THE PROBLEM
Below is a set of records. Please retype every one exactly.

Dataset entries
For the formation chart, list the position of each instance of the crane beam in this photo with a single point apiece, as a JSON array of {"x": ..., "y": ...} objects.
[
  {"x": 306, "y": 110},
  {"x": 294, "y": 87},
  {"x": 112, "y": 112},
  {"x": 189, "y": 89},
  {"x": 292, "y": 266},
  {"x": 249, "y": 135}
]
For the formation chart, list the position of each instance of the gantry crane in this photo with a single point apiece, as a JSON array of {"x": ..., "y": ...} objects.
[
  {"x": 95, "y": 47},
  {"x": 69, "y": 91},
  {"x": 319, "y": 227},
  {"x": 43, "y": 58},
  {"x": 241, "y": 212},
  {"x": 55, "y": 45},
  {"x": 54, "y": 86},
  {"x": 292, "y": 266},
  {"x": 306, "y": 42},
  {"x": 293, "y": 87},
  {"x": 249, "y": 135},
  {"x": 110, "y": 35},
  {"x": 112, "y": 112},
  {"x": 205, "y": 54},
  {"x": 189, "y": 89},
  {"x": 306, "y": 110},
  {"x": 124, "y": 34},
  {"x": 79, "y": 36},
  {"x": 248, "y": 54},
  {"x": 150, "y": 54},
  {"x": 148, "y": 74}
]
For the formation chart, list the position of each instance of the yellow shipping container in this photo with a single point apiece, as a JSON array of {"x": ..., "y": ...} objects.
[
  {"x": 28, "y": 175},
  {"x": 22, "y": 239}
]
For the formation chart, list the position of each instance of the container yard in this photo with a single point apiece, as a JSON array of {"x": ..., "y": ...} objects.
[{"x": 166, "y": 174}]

ANSWER AREA
For the formation chart, list the position of each instance of the crane beam in this photo with a single point apiece, as a JSON array of {"x": ..., "y": ...} objects.
[
  {"x": 306, "y": 110},
  {"x": 294, "y": 87},
  {"x": 112, "y": 112},
  {"x": 189, "y": 89},
  {"x": 292, "y": 266},
  {"x": 249, "y": 135}
]
For the formation chart, list the position of each instance of the gantry crane in this photo with a single point apiece, as a JSON array of {"x": ..., "y": ...} objects.
[
  {"x": 95, "y": 47},
  {"x": 69, "y": 91},
  {"x": 319, "y": 227},
  {"x": 43, "y": 58},
  {"x": 241, "y": 212},
  {"x": 55, "y": 45},
  {"x": 54, "y": 86},
  {"x": 292, "y": 266},
  {"x": 306, "y": 42},
  {"x": 293, "y": 87},
  {"x": 249, "y": 135},
  {"x": 110, "y": 35},
  {"x": 112, "y": 112},
  {"x": 205, "y": 54},
  {"x": 189, "y": 89},
  {"x": 306, "y": 110},
  {"x": 124, "y": 34},
  {"x": 79, "y": 36},
  {"x": 248, "y": 54},
  {"x": 150, "y": 54},
  {"x": 148, "y": 74}
]
For the formation chart, list the position of each instance of the yellow shipping container in this photo with a single point apiece, as a JSON array of {"x": ..., "y": ...} objects.
[
  {"x": 28, "y": 175},
  {"x": 22, "y": 239}
]
For the formation chart, list the position of each instance of the container yard in this photo with a single point apiece, as a JSON array of {"x": ..., "y": ...} objects.
[{"x": 166, "y": 174}]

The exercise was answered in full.